• Data section:

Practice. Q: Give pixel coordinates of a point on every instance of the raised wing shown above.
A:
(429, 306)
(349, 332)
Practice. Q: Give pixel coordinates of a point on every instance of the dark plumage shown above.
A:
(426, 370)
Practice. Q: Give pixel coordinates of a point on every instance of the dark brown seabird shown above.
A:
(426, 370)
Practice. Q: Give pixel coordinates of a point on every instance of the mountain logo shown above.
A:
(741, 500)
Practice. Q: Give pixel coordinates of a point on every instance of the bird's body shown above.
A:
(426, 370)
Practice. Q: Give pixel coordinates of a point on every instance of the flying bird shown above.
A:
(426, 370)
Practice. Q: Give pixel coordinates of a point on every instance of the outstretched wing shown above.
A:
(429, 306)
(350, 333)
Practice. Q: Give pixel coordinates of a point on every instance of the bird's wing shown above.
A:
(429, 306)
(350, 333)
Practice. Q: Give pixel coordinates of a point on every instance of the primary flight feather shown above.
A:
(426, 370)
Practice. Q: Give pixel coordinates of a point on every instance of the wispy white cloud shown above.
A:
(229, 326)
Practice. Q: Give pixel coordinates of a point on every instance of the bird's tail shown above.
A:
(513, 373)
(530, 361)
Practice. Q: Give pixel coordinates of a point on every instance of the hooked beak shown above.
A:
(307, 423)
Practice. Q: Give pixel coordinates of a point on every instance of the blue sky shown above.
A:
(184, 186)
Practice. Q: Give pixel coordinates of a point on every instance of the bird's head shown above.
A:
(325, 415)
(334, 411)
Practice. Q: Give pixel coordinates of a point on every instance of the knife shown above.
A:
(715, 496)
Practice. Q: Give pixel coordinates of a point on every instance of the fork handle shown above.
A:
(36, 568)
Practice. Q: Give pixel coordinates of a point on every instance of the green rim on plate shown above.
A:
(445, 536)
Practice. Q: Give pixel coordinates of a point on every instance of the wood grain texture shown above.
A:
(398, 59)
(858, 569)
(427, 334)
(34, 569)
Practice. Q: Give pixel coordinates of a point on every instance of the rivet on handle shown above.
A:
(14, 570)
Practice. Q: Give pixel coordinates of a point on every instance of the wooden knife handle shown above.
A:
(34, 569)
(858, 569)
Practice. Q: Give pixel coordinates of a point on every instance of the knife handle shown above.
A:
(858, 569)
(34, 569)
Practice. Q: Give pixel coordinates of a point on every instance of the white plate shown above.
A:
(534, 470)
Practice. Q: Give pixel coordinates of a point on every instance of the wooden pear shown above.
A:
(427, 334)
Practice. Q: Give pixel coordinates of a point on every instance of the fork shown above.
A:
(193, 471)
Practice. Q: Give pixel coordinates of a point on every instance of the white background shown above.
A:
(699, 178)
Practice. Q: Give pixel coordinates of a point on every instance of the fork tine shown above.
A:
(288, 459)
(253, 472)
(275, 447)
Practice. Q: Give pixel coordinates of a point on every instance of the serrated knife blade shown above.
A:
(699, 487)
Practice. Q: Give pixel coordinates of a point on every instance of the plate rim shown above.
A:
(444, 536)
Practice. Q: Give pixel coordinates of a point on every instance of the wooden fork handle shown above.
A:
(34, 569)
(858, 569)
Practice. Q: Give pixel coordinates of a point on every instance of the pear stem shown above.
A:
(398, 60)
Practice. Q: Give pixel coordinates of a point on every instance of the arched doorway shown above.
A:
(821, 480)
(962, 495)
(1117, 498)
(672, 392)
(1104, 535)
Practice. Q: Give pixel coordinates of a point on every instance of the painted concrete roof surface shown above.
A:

• Task details: Convert everything from the line containing "wooden knife handle shown above." down to the end of the listing into a numbered list, and leave out any blank lines.

• Response to this task:
1. Practice. Q: Give pixel coordinates of a point on every instance of the wooden knife handle shown above.
2. A:
3. (34, 569)
4. (858, 569)
5. Practice. Q: Give pixel coordinates of a point on every instance of the knife handle shown above.
6. A:
7. (858, 569)
8. (34, 569)
9. Practice. Q: Give pixel coordinates of a point on every instance of the white plate shown above.
10. A:
11. (534, 470)
12. Practice. Q: Give pixel coordinates of a point on every instance of the wooden pear shown above.
13. A:
14. (427, 334)
15. Practice. Q: Give pixel coordinates of a point on every instance of the fork shown above.
16. A:
17. (193, 471)
18. Practice. Q: Give pixel coordinates of a point on every instance of the white background shown above.
19. A:
20. (699, 178)
21. Practice. Q: Give pixel coordinates of a point on every instance of the fork tine shown above.
22. A:
23. (288, 459)
24. (253, 472)
25. (275, 447)
26. Practice. Q: Give pixel coordinates of a point on every instance of the serrated knife blade shown above.
27. A:
28. (699, 487)
29. Practice. Q: Give pixel coordinates of a point on every instance of the plate rim shown above.
30. A:
31. (444, 536)
32. Practice. Q: Give pixel coordinates of a point on every instance of the wooden fork handle shown above.
33. A:
34. (34, 569)
35. (858, 569)
36. Practice. Q: Give pixel coordinates of a point on every instance of the pear stem shown above.
37. A:
38. (398, 60)
39. Practice. Q: Give pixel coordinates of a point on every instance of the arched doorway shown above.
40. A:
41. (821, 480)
42. (962, 495)
43. (1117, 498)
44. (672, 392)
45. (1104, 535)
46. Practice. Q: Give pixel coordinates of a point on every instance of the painted concrete roof surface shown above.
47. A:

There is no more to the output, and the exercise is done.